_THE TASK_. Repeat the entries below exactly. Drop the pictures.

Stored dataset items
---

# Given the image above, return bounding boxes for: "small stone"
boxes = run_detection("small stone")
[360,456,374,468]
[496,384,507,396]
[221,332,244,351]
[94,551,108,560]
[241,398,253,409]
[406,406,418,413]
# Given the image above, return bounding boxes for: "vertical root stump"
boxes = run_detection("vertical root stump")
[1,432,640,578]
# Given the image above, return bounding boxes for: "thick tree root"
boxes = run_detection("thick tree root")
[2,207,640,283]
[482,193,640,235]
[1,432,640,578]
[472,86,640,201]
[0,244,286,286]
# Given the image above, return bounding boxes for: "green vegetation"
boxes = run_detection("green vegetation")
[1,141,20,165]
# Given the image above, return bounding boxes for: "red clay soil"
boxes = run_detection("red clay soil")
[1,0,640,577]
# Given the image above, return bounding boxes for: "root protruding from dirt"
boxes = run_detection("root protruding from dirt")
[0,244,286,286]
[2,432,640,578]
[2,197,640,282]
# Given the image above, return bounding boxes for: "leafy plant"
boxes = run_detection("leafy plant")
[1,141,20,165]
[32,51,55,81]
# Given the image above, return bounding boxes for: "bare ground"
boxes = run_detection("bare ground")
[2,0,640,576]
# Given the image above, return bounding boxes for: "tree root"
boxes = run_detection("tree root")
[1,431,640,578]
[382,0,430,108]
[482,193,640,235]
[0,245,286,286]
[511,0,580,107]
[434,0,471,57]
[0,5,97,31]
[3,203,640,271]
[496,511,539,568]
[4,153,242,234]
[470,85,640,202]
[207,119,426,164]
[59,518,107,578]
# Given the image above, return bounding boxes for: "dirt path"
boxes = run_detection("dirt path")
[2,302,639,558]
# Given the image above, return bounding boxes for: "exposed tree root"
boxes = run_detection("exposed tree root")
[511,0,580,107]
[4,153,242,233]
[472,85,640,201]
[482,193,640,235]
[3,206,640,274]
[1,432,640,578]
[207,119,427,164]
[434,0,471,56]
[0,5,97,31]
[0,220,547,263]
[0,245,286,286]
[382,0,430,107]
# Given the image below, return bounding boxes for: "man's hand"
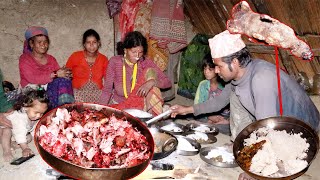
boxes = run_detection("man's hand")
[170,105,194,118]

---

_ANSWER TO THIS EXERCISE_.
# Given the image above, return bounding boxes for: "small stone"
boxes = run_detection("small stone")
[360,456,374,468]
[496,384,507,396]
[221,332,244,351]
[94,551,108,560]
[241,398,253,409]
[406,406,418,413]
# Given the image above, return bounding boxes for: "vertical root stump"
boxes = run_detection("vertical root stump")
[1,432,640,578]
# Given the image above, return bounding boxes for: "thick tree root"
boxes = run_detection("thick tree root")
[2,207,640,283]
[482,193,640,235]
[1,432,640,578]
[472,86,640,201]
[0,244,286,286]
# Given the image above, return bounding boxes for: "green vegetation"
boxes = run_detection("green vegetation")
[1,141,20,165]
# Given the image above, return bounding boxes for: "red clay soil"
boxes = run_detection("red clay soil")
[1,0,640,577]
# Given the image above, return bounding boxes for: "root protruding from dirt"
boxes = run_detection("root protruding from dirt")
[0,244,286,286]
[2,432,640,578]
[2,197,640,282]
# Given the image above, return bounding boxes for: "leafy plant"
boxes = run_detection("leafy plant")
[1,141,20,165]
[32,51,55,81]
# Given the image above, return bounding boxes for: "bare ground"
boxes = run_detection("bare ground")
[2,0,640,576]
# Given the image above, return bounding boxes for: "tree root"
boxes = run_detection("tree root")
[1,431,640,578]
[382,0,430,108]
[482,193,640,235]
[0,245,286,286]
[511,0,580,107]
[434,0,471,57]
[0,5,97,31]
[3,203,640,271]
[496,511,539,568]
[4,153,242,234]
[470,85,640,202]
[207,119,426,164]
[59,518,107,578]
# Given the image above, return bounding boxes for: "dirt path"
boxes = run_detection("dirt path")
[2,302,639,558]
# Given the image above, return bounding boxes for: "exposed tree root"
boxes = run_detection("exposed tree root")
[511,0,580,107]
[4,153,242,233]
[472,85,640,201]
[482,193,640,235]
[3,206,640,274]
[1,432,640,578]
[207,119,427,164]
[434,0,471,56]
[0,5,97,31]
[0,220,547,263]
[0,245,286,286]
[382,0,430,107]
# Given the image below, return bounding boxes for: "man's hand"
boxes = run_detection("man's hand")
[170,105,194,118]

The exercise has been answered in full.